◆ **Text excerpt**
[Start]

I wouldn't say shameful, maybe less prestigious.

There was a time when graduating high school was an accomplishment, people would throw open houses and celebrate.

But today, graduating high school just means you are not mentally challenged and can follow orders. Actually, you can still be mentally challenged and still graduate high school.

State colleges have become the new high school. Everyone is accepted, everyone graduates, you just have to pay a lot of money to go college. It doesn't seem like it is still much of an accomplishment.
 
State colleges have become the new high school. Everyone is accepted, everyone graduates, you just have to pay a lot of money to go college. It doesn't seem like it is still much of an accomplishment.

That's one of his points. The GPA average for students at Harvard was 2.55 which is essentially a C+. Harvard was not an easy college and if you excelled, you were basically one of the smartest people in the world. Now? It's 3.8.That basically means everyone in Harvard is getting an A and something tells me that we aren't dealing with the brightest minds in the world anymore.
 
The origins of the "you must go to university if you want to be successful" is based on a flawed study saying that people with postsecondary degrees make a bit more money. It was flawed because they never accounted for the fact that in the past, driven and smart people tended to go to university more than unmotivated and inapt ones. Also universities required a decent chunk of money to attend, which skewed towards richer people who had the parental guidance and resources to succeed.

[End]

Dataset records
[Start]

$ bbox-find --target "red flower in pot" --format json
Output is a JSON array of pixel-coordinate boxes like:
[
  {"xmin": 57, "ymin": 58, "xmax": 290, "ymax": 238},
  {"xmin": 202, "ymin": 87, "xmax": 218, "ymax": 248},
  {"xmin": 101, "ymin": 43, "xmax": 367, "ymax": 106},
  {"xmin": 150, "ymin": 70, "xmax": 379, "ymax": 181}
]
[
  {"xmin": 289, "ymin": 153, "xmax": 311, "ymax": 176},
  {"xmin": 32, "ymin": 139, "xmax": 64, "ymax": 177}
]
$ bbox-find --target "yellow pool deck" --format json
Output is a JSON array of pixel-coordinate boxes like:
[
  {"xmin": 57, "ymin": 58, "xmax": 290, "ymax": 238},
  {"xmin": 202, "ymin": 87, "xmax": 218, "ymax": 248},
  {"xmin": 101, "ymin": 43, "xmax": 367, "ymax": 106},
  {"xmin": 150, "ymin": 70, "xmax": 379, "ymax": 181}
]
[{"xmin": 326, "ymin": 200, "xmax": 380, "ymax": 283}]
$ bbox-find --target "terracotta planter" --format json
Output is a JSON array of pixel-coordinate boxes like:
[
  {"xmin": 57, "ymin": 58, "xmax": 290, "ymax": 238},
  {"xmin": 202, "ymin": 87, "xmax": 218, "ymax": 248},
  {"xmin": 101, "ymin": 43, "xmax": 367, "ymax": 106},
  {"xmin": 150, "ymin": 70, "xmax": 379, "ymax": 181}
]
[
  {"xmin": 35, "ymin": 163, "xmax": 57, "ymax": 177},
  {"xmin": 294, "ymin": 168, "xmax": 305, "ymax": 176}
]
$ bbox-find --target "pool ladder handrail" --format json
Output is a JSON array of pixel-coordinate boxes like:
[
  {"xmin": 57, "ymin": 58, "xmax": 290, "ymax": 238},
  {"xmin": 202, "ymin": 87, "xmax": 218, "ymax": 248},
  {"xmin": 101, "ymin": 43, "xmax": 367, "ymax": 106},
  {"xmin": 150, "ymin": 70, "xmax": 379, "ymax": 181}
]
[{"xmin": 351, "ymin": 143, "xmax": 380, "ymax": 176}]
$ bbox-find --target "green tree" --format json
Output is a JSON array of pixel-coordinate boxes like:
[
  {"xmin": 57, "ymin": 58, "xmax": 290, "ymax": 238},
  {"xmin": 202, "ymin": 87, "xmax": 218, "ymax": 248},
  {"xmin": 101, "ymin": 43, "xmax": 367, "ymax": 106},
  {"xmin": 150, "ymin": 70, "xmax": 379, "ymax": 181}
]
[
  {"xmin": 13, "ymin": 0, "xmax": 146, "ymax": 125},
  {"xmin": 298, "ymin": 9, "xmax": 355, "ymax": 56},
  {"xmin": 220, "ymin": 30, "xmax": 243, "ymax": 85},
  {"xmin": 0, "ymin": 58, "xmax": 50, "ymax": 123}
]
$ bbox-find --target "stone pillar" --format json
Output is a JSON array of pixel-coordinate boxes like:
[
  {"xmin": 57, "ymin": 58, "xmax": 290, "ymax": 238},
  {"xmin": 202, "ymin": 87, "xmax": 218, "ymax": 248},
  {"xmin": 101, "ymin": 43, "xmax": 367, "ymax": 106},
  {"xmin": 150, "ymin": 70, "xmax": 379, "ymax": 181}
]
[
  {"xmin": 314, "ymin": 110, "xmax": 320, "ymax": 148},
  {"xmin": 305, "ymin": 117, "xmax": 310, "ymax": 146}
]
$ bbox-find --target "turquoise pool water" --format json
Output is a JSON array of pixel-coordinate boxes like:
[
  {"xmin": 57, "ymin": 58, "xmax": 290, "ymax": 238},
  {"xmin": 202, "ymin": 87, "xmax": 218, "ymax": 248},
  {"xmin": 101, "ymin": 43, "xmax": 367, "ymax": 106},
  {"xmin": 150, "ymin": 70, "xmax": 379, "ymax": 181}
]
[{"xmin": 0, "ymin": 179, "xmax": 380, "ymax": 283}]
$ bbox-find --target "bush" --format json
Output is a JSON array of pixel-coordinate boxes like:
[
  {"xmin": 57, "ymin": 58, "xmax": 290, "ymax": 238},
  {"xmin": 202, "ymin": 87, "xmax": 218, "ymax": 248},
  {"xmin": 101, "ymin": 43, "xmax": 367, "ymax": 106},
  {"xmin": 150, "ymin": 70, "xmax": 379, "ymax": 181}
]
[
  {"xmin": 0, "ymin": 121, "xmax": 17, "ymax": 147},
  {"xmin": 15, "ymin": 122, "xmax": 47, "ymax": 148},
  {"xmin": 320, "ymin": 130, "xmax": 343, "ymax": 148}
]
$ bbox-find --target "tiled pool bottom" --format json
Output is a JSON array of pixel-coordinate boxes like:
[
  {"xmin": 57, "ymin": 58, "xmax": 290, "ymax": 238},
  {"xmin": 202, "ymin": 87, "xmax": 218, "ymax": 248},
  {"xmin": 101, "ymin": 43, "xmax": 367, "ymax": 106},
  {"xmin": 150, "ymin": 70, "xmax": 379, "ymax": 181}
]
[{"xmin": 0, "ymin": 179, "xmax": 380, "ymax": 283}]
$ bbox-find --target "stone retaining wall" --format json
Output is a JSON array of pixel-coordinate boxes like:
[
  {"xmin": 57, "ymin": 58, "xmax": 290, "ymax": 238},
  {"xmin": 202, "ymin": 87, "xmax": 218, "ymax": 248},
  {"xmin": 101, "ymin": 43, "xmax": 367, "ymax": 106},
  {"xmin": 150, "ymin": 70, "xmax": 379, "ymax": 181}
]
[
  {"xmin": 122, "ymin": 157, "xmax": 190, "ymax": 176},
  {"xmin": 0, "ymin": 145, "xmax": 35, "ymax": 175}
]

[End]

◆ **Short problem**
Please list every grade and grade-point figure mentioned in the excerpt on college prestige.

◆ **Reply**
2.55, C+, 3.8, A